Exercise description. Copy the entries below word for word, starting at the line that contains "of the rooftop" and ending with the line that contains "point(434, 134)". Include both of those lines and nothing outside them.

Source material.
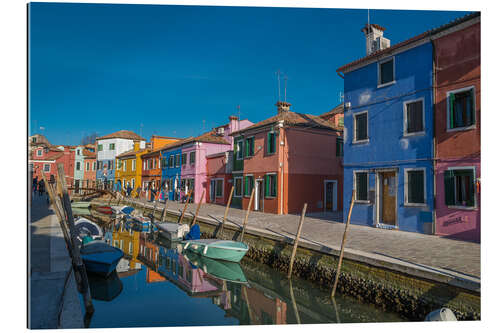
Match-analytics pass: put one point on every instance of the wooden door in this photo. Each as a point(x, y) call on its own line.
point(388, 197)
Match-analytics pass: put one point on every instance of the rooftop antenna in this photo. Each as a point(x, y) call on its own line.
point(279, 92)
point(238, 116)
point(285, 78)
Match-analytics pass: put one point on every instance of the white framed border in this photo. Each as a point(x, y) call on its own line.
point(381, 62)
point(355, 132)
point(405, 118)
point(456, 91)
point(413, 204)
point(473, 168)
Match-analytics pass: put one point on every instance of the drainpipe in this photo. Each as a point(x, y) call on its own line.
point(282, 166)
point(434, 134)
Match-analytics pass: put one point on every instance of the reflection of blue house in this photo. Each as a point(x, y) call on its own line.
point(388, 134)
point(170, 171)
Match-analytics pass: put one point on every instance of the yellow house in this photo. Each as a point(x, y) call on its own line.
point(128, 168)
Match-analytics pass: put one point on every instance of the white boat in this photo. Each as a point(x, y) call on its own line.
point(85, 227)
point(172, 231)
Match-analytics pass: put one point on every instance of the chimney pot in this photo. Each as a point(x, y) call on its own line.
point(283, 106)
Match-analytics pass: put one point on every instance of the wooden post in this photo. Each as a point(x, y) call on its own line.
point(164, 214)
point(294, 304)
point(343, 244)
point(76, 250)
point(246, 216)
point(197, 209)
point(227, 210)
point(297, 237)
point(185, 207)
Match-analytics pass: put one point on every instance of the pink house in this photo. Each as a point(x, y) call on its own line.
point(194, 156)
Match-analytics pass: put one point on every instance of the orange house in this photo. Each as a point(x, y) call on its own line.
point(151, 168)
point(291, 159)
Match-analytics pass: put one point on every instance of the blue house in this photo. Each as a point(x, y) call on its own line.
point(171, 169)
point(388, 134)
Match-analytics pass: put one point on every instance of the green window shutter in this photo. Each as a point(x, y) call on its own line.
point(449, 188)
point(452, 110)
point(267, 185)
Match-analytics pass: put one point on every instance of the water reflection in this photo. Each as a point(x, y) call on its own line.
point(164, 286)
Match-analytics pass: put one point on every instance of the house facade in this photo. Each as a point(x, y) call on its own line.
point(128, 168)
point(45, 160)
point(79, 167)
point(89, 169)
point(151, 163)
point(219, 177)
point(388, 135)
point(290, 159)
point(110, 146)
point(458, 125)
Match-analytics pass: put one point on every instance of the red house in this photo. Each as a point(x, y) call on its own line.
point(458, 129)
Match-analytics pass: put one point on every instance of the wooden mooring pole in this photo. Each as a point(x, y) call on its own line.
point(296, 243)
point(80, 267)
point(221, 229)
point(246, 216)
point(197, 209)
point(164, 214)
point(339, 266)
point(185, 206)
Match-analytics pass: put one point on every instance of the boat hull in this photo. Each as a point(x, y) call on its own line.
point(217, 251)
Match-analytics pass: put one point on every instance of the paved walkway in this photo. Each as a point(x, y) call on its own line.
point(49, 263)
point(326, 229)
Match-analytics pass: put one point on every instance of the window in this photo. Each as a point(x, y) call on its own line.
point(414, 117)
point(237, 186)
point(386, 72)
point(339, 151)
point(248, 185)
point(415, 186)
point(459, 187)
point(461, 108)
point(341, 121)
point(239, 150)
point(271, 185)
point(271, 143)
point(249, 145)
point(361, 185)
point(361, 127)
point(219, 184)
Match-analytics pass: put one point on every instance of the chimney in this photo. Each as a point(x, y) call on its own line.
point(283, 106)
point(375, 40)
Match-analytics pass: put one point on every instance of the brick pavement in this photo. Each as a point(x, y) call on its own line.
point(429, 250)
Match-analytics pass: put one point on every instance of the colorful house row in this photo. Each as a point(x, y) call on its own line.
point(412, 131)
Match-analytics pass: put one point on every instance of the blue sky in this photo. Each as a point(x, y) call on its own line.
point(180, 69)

...

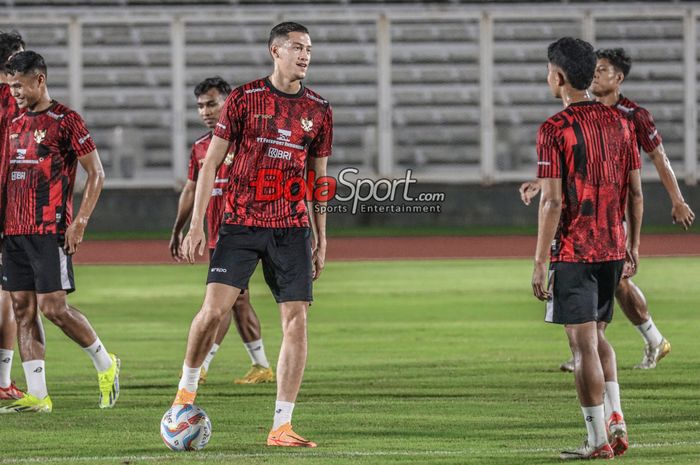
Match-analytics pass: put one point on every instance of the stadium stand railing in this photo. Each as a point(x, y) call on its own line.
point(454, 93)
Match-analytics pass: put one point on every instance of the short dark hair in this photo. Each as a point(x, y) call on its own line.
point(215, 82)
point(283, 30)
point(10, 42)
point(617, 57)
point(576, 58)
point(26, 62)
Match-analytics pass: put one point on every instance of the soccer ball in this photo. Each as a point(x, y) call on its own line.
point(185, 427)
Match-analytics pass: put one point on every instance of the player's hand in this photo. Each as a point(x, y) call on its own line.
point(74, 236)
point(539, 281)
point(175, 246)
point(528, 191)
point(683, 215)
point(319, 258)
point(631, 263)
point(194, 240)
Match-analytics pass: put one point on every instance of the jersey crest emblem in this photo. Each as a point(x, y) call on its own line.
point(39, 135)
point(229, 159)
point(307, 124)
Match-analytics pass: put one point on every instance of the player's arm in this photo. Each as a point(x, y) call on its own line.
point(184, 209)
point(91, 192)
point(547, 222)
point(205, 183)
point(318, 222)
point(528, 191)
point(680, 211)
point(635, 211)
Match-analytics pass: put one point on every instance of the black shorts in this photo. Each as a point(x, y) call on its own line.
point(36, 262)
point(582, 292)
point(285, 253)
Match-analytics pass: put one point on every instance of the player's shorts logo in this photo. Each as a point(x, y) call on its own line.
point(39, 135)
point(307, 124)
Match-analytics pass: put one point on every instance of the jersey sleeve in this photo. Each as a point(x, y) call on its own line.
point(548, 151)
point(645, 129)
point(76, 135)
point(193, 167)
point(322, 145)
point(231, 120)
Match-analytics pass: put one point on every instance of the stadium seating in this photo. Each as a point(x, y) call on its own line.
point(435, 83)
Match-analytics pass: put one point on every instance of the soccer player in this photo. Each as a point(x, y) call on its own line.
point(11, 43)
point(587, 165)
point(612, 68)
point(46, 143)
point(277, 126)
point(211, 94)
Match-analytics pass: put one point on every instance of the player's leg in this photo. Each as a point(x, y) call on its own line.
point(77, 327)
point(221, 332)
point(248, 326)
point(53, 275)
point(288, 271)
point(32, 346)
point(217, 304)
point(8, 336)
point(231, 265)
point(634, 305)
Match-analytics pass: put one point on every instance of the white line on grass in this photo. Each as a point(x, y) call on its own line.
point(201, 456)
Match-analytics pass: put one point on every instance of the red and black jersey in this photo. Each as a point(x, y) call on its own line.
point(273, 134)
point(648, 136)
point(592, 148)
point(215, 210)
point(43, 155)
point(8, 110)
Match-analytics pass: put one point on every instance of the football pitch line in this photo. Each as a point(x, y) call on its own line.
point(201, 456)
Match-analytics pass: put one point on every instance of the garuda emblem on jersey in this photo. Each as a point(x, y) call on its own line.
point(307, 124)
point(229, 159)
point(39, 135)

Complete response.
Match-analytics pass: put one point on every instance of the rooftop antenna in this photo. Each as a point(x, y) call on its own line.
point(279, 92)
point(238, 116)
point(285, 78)
Match-analytics pass: put one point on every instance of the white framed border in this photo. Each as a point(x, y) call on its own line.
point(381, 62)
point(355, 132)
point(405, 118)
point(456, 91)
point(413, 204)
point(473, 168)
Match-analytics pass: put one point on every instance of the drainpipe in this photo. Each as a point(x, y) call on its own line.
point(282, 166)
point(434, 134)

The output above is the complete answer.